**Raw data**
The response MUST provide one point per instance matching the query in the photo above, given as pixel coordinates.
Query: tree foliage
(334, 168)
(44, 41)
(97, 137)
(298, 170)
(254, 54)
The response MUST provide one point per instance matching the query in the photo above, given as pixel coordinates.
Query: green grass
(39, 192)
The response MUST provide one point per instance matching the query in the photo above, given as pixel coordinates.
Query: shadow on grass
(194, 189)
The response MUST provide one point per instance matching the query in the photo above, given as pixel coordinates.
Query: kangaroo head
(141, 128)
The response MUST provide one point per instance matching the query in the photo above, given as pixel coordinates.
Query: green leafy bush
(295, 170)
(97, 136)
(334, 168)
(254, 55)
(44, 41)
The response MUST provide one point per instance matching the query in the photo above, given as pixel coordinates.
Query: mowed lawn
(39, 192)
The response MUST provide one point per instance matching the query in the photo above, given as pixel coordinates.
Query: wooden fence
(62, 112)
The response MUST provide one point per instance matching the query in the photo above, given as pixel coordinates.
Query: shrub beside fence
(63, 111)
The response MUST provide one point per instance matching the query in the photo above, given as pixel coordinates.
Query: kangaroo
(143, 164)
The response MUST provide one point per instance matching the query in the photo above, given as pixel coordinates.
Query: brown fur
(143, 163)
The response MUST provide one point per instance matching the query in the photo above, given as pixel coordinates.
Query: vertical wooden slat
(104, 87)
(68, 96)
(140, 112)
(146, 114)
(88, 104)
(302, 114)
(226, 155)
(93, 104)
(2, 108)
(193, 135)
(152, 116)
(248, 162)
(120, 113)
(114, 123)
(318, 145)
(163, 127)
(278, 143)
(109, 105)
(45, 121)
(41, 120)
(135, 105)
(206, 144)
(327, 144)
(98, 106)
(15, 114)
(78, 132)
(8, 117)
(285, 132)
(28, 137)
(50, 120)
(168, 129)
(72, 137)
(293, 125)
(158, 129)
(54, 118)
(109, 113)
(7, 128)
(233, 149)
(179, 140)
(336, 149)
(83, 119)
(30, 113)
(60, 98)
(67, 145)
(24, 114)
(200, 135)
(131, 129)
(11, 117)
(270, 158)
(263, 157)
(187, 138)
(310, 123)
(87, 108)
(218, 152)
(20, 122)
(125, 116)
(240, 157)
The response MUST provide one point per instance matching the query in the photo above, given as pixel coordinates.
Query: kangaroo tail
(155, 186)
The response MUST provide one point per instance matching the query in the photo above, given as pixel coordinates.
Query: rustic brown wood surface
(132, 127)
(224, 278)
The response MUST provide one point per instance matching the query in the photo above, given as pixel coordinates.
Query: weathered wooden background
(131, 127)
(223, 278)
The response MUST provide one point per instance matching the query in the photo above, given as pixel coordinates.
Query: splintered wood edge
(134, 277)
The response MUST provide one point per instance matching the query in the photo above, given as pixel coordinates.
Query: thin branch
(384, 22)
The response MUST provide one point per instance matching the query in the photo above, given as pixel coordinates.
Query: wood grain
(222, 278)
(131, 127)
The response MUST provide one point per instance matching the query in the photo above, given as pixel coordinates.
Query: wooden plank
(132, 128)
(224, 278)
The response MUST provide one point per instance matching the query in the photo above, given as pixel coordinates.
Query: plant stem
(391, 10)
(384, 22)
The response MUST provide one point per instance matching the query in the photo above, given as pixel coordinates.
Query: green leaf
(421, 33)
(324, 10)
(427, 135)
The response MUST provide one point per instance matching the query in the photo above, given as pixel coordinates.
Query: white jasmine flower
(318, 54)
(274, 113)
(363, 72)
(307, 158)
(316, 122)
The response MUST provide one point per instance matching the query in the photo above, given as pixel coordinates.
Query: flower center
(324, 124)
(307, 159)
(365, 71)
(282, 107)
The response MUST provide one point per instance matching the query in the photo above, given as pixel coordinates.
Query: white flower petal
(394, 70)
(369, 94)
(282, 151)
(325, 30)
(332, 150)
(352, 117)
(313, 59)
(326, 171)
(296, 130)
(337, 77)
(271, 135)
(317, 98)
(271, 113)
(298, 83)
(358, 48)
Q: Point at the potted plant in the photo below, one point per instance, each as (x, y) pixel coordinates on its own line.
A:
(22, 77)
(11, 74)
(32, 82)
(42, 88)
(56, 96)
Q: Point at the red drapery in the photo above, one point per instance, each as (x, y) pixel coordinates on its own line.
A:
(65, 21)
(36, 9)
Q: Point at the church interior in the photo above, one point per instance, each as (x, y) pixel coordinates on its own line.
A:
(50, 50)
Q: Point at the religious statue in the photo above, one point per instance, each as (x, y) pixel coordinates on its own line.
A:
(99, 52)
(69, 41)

**Description of the task**
A single number is the answer: the count of lines in the material above that contain "each".

**Exercise answer**
4